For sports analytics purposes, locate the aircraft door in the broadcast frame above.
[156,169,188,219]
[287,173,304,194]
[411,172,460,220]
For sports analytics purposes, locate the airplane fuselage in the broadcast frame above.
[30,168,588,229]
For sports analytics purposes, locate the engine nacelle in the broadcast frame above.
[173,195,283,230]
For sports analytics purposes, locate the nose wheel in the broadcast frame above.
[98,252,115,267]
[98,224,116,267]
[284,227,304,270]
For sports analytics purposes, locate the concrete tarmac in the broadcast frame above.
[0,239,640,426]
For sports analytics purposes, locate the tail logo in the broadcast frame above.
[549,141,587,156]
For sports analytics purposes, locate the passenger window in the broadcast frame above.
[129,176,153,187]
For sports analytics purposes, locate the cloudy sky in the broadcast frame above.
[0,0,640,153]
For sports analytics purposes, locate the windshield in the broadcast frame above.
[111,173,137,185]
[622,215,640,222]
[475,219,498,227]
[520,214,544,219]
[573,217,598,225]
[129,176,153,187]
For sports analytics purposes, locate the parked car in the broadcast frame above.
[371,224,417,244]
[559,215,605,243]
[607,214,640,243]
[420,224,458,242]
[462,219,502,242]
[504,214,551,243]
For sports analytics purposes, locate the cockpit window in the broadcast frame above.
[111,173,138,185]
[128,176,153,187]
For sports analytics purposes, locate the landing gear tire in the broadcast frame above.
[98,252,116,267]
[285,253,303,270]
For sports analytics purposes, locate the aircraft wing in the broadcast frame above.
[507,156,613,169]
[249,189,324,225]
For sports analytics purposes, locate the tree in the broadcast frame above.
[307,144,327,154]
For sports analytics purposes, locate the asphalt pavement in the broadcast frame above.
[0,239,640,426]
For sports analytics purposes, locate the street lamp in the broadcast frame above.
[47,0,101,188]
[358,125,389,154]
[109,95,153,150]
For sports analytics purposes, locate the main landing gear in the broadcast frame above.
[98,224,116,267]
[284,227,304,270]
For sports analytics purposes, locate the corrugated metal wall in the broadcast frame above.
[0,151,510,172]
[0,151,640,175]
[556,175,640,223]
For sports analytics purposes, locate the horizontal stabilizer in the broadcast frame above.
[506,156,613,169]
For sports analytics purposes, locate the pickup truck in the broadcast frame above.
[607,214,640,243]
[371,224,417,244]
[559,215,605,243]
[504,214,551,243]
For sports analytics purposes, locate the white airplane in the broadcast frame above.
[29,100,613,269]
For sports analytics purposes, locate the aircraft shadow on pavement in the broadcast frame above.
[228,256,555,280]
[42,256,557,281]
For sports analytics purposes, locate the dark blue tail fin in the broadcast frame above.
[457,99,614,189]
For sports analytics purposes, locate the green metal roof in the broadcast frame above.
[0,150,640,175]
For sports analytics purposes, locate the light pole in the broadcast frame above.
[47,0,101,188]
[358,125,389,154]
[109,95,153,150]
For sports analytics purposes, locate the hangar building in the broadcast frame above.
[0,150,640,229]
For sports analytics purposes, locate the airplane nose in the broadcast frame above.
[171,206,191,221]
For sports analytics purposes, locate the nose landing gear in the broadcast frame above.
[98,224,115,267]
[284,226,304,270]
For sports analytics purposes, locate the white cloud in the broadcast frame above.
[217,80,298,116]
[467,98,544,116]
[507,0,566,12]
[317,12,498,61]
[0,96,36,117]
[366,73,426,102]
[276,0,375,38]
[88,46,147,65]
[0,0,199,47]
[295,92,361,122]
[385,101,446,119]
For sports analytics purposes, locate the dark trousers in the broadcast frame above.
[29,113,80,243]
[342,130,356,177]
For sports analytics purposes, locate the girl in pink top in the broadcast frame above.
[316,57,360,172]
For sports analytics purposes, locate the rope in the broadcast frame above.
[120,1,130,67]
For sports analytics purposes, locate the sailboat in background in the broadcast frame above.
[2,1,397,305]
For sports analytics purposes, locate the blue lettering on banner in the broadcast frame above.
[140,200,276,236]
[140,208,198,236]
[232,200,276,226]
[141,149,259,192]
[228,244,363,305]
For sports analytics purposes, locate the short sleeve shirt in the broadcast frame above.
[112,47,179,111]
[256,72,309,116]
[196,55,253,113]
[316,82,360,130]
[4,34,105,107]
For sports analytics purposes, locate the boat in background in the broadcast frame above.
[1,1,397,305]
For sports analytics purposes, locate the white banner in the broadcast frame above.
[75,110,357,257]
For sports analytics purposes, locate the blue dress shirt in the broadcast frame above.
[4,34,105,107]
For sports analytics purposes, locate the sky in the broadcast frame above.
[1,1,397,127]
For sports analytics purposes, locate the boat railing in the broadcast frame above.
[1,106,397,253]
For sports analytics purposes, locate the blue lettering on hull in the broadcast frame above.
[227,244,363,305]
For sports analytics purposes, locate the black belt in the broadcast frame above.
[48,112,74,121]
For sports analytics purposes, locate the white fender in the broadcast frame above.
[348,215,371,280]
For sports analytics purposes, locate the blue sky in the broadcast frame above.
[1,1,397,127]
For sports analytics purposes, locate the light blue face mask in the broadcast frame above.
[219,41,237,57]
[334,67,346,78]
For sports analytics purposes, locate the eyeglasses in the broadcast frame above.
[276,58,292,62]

BRIEF: Exactly as written, please output every entry.

RESPONSE TO THIS TASK:
For sports analytics purposes, locate the aircraft door in the broadcast frame above.
[156,169,188,219]
[287,173,304,194]
[411,172,460,220]
For sports analytics purposes, locate the airplane fuselage in the broadcast frame above.
[30,168,588,229]
For sports analytics purposes, locate the engine nacelle in the broadcast frame above.
[173,195,283,230]
For sports analytics purposes, locate the nose wheel in the broadcast frame above.
[98,252,115,267]
[98,224,116,267]
[284,227,304,270]
For sports analytics purposes, locate the concrete tarmac in the broadcast frame above.
[0,239,640,426]
For sports analytics purposes, locate the tail logo in the broadcast frame above.
[549,141,587,156]
For sports analytics purposes, locate the passenger window in the broadcast frame above.
[129,176,153,187]
For sports analytics purposes, locate the cloudy sky in the broadcast frame above.
[0,0,640,153]
For sports analytics purposes, locate the windshield in the broadcast frame above.
[111,173,137,185]
[622,215,640,222]
[475,219,498,227]
[520,214,544,219]
[573,217,598,225]
[129,176,153,187]
For sports analytics purposes, locate the parked car in the broadcast frame above.
[371,224,417,244]
[559,215,605,243]
[607,214,640,243]
[420,224,458,242]
[462,219,502,242]
[504,214,551,243]
For sports analytics purposes, locate the cockpit window in the broadcast frame above.
[111,173,138,185]
[128,176,153,187]
For sports analytics purposes, locate the landing gear tire in the broadcast frame above.
[98,252,116,267]
[285,253,303,270]
For sports analytics purposes, locate the aircraft wing in the broadcast frame above.
[507,156,613,169]
[249,189,324,225]
For sports analytics purposes, locate the tree in the broadcast frame above.
[307,144,327,154]
For sports analytics purposes, locate the asphalt pavement in the broadcast frame above.
[0,239,640,426]
For sports analytics purposes, locate the street lamp in the broadcast frame above.
[47,0,101,188]
[358,125,389,154]
[109,95,153,150]
For sports analytics purposes, locate the main landing gear in the broadcast frame above.
[98,224,116,267]
[284,227,304,270]
For sports analytics purposes, locate the corrugated metal wall in the broadcast frame above.
[0,151,510,172]
[0,151,640,175]
[556,175,640,223]
For sports analytics purposes, locate the horizontal stabilizer in the broadcast frame above.
[506,156,613,169]
For sports analytics purposes, locate the pickup truck in the broadcast frame above.
[607,214,640,243]
[371,224,417,244]
[559,215,605,243]
[504,214,551,243]
For sports analytics purposes, locate the white airplane in the broadcast frame above.
[29,100,613,269]
For sports analytics purposes, locate the aircraft shadow on pavement in the broadcast frame above.
[228,256,555,280]
[42,256,557,281]
For sports analytics purposes, locate the dark blue tail fin in the broadcast frame above.
[457,99,614,189]
For sports analytics purposes, locate the green metal roof in the broadcast frame above.
[0,150,640,175]
For sports analytics purposes, locate the light pole in the broadcast frame above.
[47,0,101,188]
[358,125,389,154]
[109,95,153,150]
For sports analytics purposes, locate the hangar building in the broadcast frame above.
[0,150,640,229]
For sports analytics purposes, locate the airplane nose in the broadcast frame above.
[171,206,191,221]
For sports analytics purposes, locate the nose landing gear in the broadcast frame above.
[98,224,115,267]
[284,226,304,270]
For sports analytics purposes, locate the white cloud in the broadcast frame above.
[217,80,298,116]
[467,98,544,116]
[507,0,566,12]
[317,12,498,61]
[0,96,36,117]
[366,73,426,102]
[276,0,375,38]
[88,46,147,65]
[0,0,199,47]
[295,92,361,122]
[385,101,446,119]
For sports analytics purposes, locate the dark trousers in the broadcast frame above.
[29,113,80,243]
[342,130,356,177]
For sports analytics purposes, locate the girl in pink top in the broadcast frame above.
[316,57,360,172]
For sports analytics purposes, locate the rope in the broadcast frame above.
[120,1,130,67]
For sports analytics purposes, locate the sailboat in background in the broadcast frame above.
[2,1,397,305]
For sports analytics purposes, locate the blue lettering on banner in the broadcast frame above.
[140,200,276,236]
[140,208,198,236]
[232,200,276,226]
[141,149,259,192]
[228,244,363,305]
For sports analytics purposes, locate the short sleeve shirt in the broadcast frame above.
[112,47,179,111]
[256,72,309,116]
[196,55,253,113]
[316,82,360,130]
[4,34,105,107]
For sports analytics purposes, locate the boat in background in the broadcast frame above.
[1,1,397,305]
For sports analytics purposes, locate the white banner in the broadcast frame above.
[75,110,357,257]
For sports analytics purposes, locate the blue dress shirt in the broadcast frame above.
[4,34,105,107]
For sports analytics purposes, locate the sky in the broadcast frame above.
[1,1,397,127]
For sports analytics purposes, locate the boat railing in the broadcast frame above.
[1,106,397,253]
For sports analytics purposes, locate the blue lettering on hull in the broadcast frame above.
[227,244,363,305]
For sports analytics purposes, locate the black belt in the broadcast frame above.
[48,112,74,121]
For sports analytics purposes, locate the white fender in the broadcast frame above.
[348,215,371,280]
For sports analytics purposes, locate the blue sky in the broadcast frame above.
[1,1,397,127]
For sports analytics purposes, locate the light blue face mask in the broadcast frame above.
[219,41,237,57]
[334,67,346,78]
For sports analytics purposes, locate the eyeglasses in the broadcast frame above.
[276,58,292,62]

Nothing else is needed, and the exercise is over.